§ **Exercise**
Set down each entry exactly as given; pictures should not appear in the copy.

§ **Stored records**
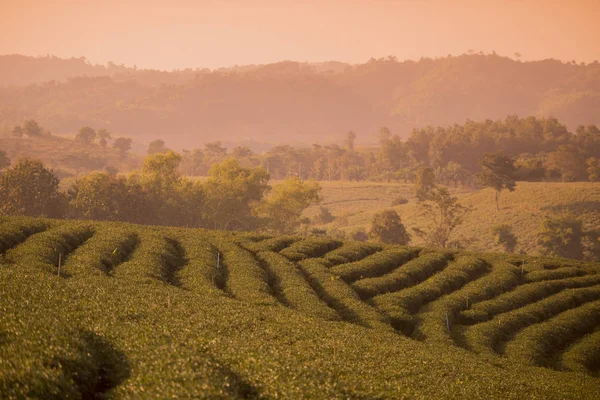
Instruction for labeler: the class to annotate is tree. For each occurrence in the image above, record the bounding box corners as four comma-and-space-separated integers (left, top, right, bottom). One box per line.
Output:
138, 151, 182, 197
260, 176, 322, 234
415, 167, 435, 201
232, 146, 254, 158
345, 131, 357, 151
68, 171, 127, 220
113, 137, 132, 156
147, 139, 168, 155
369, 209, 411, 245
97, 129, 111, 148
11, 126, 23, 138
413, 187, 471, 249
76, 126, 96, 144
0, 158, 64, 217
545, 145, 588, 182
203, 159, 270, 230
586, 157, 600, 182
23, 120, 42, 137
0, 150, 10, 170
492, 224, 517, 253
537, 215, 585, 260
476, 152, 518, 211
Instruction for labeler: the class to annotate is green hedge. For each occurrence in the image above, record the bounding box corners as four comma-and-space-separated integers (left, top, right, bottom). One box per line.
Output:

§ **Written solution**
Instruction for labeler: the class to annotate is tree. For each occurrence in the image above, record the bounding box corners as four comma-and-space-separated integers (left, top, right, bottom). One box per line.
Output:
138, 151, 182, 197
260, 176, 322, 234
415, 167, 435, 201
232, 146, 254, 158
345, 131, 357, 151
68, 171, 127, 220
113, 137, 132, 156
147, 139, 168, 155
369, 209, 411, 245
97, 129, 111, 148
11, 126, 23, 138
413, 187, 471, 249
76, 126, 96, 144
0, 158, 64, 217
545, 145, 588, 182
203, 159, 270, 230
586, 157, 600, 182
23, 120, 42, 137
0, 150, 10, 170
492, 224, 517, 253
537, 215, 585, 260
476, 152, 518, 211
Instruction for labeler: the class to annotate is green hedge. For each occurrence in the image above, record the bounding box corners as four comma-and-space-separated integers (left, top, right, bottom). One box per line.
Output:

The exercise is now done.